To do — The answer must be the full listing, restated word for word.

Records supplied START

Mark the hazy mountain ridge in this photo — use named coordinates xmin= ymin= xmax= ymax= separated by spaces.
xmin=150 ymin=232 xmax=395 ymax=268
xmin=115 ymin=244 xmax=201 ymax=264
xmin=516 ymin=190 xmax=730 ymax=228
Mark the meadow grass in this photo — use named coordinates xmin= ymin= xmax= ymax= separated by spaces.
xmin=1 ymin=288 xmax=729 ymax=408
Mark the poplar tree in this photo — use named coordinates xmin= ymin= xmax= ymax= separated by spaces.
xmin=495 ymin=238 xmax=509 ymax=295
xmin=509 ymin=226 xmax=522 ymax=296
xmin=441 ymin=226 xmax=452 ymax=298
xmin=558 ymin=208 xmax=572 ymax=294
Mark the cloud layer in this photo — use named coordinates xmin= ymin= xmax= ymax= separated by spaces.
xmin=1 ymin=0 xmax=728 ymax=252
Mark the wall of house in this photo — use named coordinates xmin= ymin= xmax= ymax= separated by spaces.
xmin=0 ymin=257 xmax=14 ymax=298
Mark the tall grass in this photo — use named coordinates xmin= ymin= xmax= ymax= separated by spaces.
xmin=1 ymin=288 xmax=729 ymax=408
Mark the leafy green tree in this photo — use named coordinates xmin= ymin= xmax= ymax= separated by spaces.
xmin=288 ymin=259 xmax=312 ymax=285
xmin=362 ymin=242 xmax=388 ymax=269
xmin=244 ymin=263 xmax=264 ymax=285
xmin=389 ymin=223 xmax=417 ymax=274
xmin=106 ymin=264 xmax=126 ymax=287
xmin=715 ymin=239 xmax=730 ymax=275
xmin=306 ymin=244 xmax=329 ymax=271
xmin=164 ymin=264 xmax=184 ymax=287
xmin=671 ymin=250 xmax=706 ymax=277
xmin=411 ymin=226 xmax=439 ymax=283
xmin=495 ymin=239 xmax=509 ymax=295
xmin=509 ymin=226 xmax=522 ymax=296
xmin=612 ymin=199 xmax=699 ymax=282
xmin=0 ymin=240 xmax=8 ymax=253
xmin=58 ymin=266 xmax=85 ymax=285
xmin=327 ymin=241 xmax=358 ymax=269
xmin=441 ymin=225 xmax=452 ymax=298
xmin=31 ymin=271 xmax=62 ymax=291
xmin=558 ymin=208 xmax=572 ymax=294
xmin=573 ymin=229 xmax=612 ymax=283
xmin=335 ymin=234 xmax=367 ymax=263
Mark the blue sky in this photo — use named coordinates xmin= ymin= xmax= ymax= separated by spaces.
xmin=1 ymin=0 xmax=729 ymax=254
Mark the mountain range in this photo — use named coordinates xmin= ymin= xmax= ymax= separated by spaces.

Records supplied END

Exercise result —
Mark the hazy mountain ridge in this photo — use named coordinates xmin= ymin= xmax= ymax= separated by spaces.
xmin=150 ymin=232 xmax=395 ymax=268
xmin=115 ymin=244 xmax=201 ymax=264
xmin=516 ymin=190 xmax=730 ymax=228
Mark the meadow grass in this photo — use named coordinates xmin= ymin= xmax= ymax= separated by spaces.
xmin=1 ymin=288 xmax=729 ymax=408
Mark the poplar tree in this photo — use named coordinates xmin= ymin= xmax= ymax= separated by spaces.
xmin=495 ymin=238 xmax=509 ymax=295
xmin=509 ymin=226 xmax=522 ymax=296
xmin=441 ymin=226 xmax=452 ymax=298
xmin=558 ymin=208 xmax=572 ymax=294
Mark the cloud layer in this photo — use named coordinates xmin= ymin= xmax= ymax= separated by spaces.
xmin=1 ymin=0 xmax=728 ymax=252
Mark the wall of house in this photo — use named coordinates xmin= ymin= xmax= ymax= separated by spaces.
xmin=0 ymin=257 xmax=14 ymax=298
Mark the tall grass in this photo — use named coordinates xmin= ymin= xmax= ymax= separated by spaces.
xmin=1 ymin=288 xmax=729 ymax=408
Mark the leafy green tree in this photo — use named coordinates xmin= ymin= xmax= ymax= separated by spaces.
xmin=288 ymin=259 xmax=312 ymax=285
xmin=362 ymin=242 xmax=388 ymax=269
xmin=244 ymin=263 xmax=264 ymax=285
xmin=389 ymin=223 xmax=417 ymax=274
xmin=106 ymin=264 xmax=126 ymax=287
xmin=715 ymin=239 xmax=730 ymax=275
xmin=306 ymin=244 xmax=329 ymax=271
xmin=164 ymin=264 xmax=184 ymax=287
xmin=671 ymin=250 xmax=706 ymax=277
xmin=411 ymin=226 xmax=439 ymax=283
xmin=495 ymin=239 xmax=509 ymax=295
xmin=509 ymin=226 xmax=522 ymax=296
xmin=612 ymin=199 xmax=699 ymax=282
xmin=0 ymin=240 xmax=8 ymax=253
xmin=58 ymin=266 xmax=85 ymax=285
xmin=327 ymin=241 xmax=358 ymax=269
xmin=441 ymin=225 xmax=452 ymax=298
xmin=31 ymin=271 xmax=62 ymax=291
xmin=558 ymin=208 xmax=572 ymax=294
xmin=573 ymin=229 xmax=612 ymax=283
xmin=335 ymin=234 xmax=367 ymax=263
Mark the blue sky in this photo — use named coordinates xmin= ymin= xmax= ymax= separated by spaces.
xmin=1 ymin=0 xmax=729 ymax=254
Mark the mountain range in this photo — use named coordinates xmin= ymin= xmax= ymax= separated by spaces.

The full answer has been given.